- _Provided passage_
# # # #
Carrie J. McAdams, M.D., Ph.D.
Director, Brain-Body Perceptions Research
Dr. Carrie McAdams is an Associate Professor of Psychiatry with Tenure at UT Southwestern Medical Center. Dr. McAdams received her BA, magna cum laude, with double majors in biochemistry and behavioral science from Rice University. She received a Ph.D. in neuroscience from Baylor College of Medicine in 1998 and her M.D. with honors in 2000 and completed a postdoctoral research fellowship in neurobiology at Harvard Medical School. She has published extensively in the field of attention and visual neurophysiology.
In 2006, Dr. McAdams shifted her research focus from basic animal models of cognition to the neuroscience of mental illness, concurrently beginning her residency in psychiatry at UT Southwestern. During her residency at UT Southwestern, Dr. McAdams received the Chairman’s Research Award for her paper on neuroimaging of social identity in eating disorders and established a research program focused on understanding brain function in outpatients with eating disorders. Her primary expertise is the utilization of cognitive neuroimaging to pinpoint neural circuits related to psychopathology.
A committed physician-scientist, Dr. McAdams currently leads the Brain-Body Perceptions Team. Her program focuses on determining how changes in the physical body relate to the neural circuits that process self-perception and impact social behaviors and their relationship to women's mental health. Her current research program considers the whole person: genetic factors, gut microbiome, neural circuits, and every patients' lived experiences. She believes that a mechanistic understanding of psychopathology will lead to precise neural targets, improving treatment for patients with mental illness.
# # # #
- _Entries provided_
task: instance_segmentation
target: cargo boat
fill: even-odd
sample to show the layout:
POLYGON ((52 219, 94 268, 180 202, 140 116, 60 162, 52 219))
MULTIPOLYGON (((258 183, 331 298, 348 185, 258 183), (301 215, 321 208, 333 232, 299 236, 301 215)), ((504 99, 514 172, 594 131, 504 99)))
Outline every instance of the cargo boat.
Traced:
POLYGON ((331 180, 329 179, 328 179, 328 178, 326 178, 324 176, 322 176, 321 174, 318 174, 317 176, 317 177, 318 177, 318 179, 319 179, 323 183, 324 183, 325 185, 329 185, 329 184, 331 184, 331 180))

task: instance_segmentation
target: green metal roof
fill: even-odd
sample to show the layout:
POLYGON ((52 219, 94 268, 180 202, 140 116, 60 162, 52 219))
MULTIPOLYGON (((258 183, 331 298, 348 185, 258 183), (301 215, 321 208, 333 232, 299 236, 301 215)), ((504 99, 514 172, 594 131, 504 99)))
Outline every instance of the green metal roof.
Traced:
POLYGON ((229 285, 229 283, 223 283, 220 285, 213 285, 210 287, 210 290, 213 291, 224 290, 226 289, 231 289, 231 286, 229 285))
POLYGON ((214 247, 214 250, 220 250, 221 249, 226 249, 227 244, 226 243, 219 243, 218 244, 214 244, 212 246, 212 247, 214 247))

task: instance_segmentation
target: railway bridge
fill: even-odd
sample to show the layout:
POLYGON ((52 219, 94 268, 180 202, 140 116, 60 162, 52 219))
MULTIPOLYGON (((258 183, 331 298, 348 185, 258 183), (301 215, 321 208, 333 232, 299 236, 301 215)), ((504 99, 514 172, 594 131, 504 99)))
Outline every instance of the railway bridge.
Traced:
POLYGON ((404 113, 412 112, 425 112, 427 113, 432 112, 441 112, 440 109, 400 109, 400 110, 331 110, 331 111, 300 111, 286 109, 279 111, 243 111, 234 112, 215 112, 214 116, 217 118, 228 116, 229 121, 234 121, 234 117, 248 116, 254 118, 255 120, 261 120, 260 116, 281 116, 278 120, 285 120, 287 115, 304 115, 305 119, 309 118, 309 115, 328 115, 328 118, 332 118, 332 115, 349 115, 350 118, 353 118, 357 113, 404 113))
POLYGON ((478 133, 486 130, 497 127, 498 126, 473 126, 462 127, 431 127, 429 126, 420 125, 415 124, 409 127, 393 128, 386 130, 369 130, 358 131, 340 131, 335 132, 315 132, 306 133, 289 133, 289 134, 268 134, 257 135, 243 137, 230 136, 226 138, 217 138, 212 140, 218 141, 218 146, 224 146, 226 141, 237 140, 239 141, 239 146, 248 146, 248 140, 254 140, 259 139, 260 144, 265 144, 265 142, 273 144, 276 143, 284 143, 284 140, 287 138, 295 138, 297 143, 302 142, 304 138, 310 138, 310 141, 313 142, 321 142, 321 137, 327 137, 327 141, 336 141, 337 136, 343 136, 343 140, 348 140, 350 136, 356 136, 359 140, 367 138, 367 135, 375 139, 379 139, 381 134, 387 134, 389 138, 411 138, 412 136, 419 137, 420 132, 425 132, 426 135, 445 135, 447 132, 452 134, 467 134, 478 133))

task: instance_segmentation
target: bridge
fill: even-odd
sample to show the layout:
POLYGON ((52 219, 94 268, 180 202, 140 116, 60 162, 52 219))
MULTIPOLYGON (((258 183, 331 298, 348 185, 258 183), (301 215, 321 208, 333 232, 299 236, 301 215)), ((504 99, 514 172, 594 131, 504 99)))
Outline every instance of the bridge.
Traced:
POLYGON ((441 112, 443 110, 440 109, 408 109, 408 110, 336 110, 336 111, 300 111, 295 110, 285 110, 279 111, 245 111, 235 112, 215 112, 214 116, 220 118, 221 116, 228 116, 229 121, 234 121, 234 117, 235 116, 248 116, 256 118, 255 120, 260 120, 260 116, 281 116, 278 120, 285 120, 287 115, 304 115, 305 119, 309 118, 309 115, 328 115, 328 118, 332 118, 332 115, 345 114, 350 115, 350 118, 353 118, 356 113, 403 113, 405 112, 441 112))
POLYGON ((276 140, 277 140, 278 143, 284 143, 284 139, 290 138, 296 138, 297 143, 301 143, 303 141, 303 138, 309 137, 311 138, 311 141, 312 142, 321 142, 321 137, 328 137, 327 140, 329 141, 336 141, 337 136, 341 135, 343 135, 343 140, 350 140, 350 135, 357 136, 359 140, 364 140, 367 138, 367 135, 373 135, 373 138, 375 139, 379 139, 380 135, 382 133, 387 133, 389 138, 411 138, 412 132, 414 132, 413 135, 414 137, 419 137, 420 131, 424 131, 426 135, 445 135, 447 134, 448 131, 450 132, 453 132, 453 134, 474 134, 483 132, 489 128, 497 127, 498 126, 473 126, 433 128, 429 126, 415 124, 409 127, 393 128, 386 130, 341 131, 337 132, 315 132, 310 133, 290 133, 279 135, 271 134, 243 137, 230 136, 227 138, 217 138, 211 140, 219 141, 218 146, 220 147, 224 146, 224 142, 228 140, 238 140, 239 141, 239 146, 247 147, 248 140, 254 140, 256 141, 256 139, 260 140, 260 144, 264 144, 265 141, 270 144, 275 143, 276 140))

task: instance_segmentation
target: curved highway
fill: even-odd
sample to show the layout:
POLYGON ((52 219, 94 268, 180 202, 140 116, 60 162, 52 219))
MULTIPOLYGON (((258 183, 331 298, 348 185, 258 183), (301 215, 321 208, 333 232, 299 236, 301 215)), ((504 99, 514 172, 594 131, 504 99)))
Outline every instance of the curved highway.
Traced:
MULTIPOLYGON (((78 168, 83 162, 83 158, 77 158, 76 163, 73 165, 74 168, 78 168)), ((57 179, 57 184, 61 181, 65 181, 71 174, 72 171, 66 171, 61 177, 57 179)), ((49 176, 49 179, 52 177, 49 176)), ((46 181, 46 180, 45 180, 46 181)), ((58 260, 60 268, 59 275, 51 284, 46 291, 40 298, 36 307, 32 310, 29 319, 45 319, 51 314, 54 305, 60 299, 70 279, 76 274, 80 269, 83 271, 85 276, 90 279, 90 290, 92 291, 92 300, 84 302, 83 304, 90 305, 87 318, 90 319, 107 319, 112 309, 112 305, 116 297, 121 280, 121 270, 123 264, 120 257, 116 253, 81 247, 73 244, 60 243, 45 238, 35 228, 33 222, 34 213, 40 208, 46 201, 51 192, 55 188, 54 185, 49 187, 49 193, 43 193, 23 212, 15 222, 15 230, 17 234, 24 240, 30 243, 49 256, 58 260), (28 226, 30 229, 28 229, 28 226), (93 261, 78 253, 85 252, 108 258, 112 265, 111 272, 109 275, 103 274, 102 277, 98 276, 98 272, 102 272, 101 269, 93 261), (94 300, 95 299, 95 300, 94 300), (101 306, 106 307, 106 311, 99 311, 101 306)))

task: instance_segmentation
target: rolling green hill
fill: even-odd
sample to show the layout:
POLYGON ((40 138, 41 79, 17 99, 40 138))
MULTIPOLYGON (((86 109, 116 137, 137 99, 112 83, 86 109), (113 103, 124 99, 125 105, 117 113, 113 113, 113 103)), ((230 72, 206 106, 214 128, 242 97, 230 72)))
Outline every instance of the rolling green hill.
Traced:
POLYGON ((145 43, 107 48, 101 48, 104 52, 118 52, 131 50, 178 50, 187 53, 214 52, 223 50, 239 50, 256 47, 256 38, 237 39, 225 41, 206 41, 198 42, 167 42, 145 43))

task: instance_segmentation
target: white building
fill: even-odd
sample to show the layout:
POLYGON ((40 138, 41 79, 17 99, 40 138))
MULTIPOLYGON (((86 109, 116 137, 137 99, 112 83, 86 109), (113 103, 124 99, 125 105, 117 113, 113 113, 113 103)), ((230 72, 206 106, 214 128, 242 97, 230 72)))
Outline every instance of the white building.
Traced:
# # # #
- _Actions to take_
1) From the McAdams profile, copy the stretch from "Carrie J. McAdams, M.D., Ph.D." through "and visual neurophysiology.".
2) List every school or medical center named in the McAdams profile.
3) Answer these from the McAdams profile:
(a) In what year did she receive her Ph.D.?
(b) What award did she receive during her residency?
(c) What team does she currently lead?
The listing has nothing to do with this.

- _Responses_
1)
Carrie J. McAdams, M.D., Ph.D.
Director, Brain-Body Perceptions Research
Dr. Carrie McAdams is an Associate Professor of Psychiatry with Tenure at UT Southwestern Medical Center. Dr. McAdams received her BA, magna cum laude, with double majors in biochemistry and behavioral science from Rice University. She received a Ph.D. in neuroscience from Baylor College of Medicine in 1998 and her M.D. with honors in 2000 and completed a postdoctoral research fellowship in neurobiology at Harvard Medical School. She has published extensively in the field of attention and visual neurophysiology.

2)
UT Southwestern Medical Center
Rice University
Baylor College of Medicine
Harvard Medical School

3)
(a) 1998
(b) The Chairman's Research Award
(c) The Brain-Body Perceptions Team